(DATA EXCERPTS Opens)
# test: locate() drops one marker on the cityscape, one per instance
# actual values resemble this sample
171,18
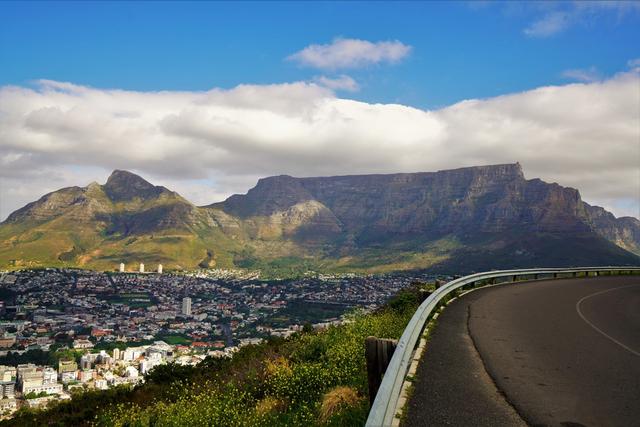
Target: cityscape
102,329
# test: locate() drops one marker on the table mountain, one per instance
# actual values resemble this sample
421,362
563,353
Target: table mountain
455,220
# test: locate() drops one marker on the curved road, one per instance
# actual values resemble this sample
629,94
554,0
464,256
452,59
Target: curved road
546,353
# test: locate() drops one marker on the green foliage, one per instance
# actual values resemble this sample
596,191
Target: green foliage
281,382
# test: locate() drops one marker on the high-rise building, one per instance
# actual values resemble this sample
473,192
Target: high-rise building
186,306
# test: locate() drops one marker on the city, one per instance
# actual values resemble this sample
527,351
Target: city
96,330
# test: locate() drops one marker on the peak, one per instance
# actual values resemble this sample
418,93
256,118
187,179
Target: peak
118,174
125,185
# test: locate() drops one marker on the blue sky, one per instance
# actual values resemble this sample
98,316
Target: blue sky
459,50
207,97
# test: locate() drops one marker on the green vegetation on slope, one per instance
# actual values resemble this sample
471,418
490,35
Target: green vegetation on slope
312,378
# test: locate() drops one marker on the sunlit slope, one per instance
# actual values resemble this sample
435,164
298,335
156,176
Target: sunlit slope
464,220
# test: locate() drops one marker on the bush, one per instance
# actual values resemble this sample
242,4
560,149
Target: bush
312,378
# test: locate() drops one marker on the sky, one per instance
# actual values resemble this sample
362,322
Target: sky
206,98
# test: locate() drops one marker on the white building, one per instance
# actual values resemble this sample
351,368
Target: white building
186,306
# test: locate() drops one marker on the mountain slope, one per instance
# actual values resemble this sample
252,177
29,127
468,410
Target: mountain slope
463,220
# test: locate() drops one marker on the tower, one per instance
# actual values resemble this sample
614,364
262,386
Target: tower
186,306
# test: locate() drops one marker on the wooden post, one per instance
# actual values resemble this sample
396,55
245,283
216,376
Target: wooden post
378,353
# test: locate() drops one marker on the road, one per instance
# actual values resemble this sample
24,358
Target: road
552,353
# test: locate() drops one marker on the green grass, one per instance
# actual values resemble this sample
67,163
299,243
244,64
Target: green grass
278,383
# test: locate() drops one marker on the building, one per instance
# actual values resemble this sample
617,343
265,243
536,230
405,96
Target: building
7,373
85,362
67,366
7,389
80,343
186,306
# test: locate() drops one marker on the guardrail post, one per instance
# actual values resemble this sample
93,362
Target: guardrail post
378,353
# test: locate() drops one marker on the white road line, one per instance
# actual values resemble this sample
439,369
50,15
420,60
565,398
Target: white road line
630,350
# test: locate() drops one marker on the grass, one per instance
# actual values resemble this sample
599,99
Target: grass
314,378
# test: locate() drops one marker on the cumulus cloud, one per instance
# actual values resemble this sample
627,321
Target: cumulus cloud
550,24
558,17
210,144
588,75
350,53
342,82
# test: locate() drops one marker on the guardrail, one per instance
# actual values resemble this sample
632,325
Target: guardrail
384,407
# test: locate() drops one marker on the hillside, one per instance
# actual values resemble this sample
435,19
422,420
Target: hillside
465,219
312,378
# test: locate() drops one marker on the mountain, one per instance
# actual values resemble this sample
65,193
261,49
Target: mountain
455,220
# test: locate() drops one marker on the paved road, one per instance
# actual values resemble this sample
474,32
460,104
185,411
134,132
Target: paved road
562,353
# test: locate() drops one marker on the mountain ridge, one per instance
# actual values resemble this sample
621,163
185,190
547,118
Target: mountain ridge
463,219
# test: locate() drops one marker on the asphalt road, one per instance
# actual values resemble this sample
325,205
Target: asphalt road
549,353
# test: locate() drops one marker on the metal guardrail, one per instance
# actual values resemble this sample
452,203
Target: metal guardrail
384,407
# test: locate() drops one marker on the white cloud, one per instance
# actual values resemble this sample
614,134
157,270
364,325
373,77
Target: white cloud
550,24
587,75
350,53
210,144
342,82
560,16
634,64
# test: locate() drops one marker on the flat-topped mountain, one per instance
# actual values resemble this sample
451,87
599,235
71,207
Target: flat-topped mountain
456,220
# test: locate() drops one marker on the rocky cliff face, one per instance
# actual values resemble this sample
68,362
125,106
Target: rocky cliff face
488,199
624,231
454,220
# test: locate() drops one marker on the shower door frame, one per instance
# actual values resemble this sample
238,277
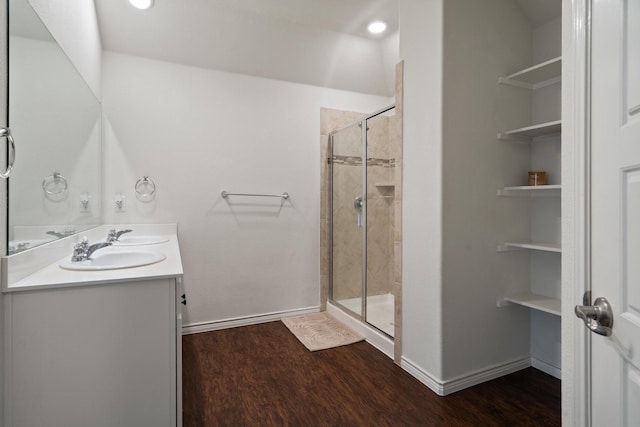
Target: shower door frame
363,125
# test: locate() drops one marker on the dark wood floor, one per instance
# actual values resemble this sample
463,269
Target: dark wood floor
262,376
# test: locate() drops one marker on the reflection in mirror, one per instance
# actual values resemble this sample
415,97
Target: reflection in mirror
54,189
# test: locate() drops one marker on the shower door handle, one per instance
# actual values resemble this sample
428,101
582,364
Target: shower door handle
357,205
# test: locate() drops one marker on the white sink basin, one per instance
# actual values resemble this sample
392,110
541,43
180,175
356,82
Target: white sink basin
139,240
115,260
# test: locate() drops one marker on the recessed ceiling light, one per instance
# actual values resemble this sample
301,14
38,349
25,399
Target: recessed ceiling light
141,4
377,27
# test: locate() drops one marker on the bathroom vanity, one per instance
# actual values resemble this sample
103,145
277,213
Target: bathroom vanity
94,348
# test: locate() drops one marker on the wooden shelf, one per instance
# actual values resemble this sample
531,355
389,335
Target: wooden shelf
545,73
534,301
531,190
536,246
530,132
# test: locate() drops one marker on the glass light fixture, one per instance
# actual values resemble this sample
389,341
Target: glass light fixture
141,4
377,27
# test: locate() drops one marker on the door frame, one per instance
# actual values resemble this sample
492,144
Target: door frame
576,224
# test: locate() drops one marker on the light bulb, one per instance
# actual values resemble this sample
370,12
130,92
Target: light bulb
377,27
141,4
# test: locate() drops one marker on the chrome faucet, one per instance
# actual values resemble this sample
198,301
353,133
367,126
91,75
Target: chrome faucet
61,234
114,235
83,251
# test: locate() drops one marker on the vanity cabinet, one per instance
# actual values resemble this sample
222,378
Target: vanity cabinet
99,355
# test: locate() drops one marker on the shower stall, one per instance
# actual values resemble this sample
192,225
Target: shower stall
363,185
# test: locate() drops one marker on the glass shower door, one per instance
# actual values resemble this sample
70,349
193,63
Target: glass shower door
380,307
348,225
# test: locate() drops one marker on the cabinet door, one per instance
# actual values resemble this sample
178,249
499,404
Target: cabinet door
101,355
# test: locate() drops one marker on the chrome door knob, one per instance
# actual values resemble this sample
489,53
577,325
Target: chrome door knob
598,317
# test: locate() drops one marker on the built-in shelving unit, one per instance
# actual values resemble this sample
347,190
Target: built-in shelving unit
530,132
531,190
536,246
531,300
532,78
537,76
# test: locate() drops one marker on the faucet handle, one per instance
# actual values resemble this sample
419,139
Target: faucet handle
80,250
112,236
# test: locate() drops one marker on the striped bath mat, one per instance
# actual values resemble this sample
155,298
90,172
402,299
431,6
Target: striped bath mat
320,331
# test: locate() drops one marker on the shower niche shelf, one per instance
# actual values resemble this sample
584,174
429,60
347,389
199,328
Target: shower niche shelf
534,301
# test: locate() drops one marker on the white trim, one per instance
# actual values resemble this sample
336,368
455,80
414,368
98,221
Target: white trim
216,325
461,382
371,335
540,365
423,376
486,374
575,213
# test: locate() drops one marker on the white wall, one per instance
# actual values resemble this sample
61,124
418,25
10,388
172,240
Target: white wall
196,132
74,25
421,43
477,51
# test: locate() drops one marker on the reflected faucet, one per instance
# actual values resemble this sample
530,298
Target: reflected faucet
61,234
114,235
83,251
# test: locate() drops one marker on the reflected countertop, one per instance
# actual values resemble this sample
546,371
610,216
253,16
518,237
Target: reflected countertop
51,275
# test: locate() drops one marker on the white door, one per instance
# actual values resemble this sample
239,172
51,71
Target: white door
615,209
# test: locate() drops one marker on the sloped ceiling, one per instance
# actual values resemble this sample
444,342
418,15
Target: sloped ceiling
541,12
317,42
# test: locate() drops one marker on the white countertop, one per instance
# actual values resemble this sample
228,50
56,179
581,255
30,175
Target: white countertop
52,275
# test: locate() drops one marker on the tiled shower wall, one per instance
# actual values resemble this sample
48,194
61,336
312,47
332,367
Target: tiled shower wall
384,194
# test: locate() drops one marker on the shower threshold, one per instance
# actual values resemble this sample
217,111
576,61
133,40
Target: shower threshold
373,336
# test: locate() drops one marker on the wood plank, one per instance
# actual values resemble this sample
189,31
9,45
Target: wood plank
260,375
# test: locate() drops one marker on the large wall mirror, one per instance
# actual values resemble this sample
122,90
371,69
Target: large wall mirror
55,186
(DATA EXCERPTS Closes)
### [EXERCISE DESCRIPTION]
Look above for the line containing "# test: locate() drops one marker on the tiled", then transcribe it and all lines after it through the last, exactly and with nothing else.

### [SOLUTION TO THE PROBLEM]
# test: locate() drops one marker on the tiled shower wall, one per instance
# actual values resemble this sample
48,194
61,336
312,47
332,367
Target: tiled shower wall
384,194
# test: locate() drops one marker on the shower threshold, one per instance
# actual values resemble this sample
217,111
576,61
133,40
Target: shower threshold
373,336
# test: locate() drops one marker on the wood plank, one per instance
# actual values resemble this sample
189,31
9,45
Target: wood plank
260,375
# test: locate() drops one marker on the large wall mirror, one per instance
# actual values resemble this sample
122,90
371,69
Target: large wall mirror
55,186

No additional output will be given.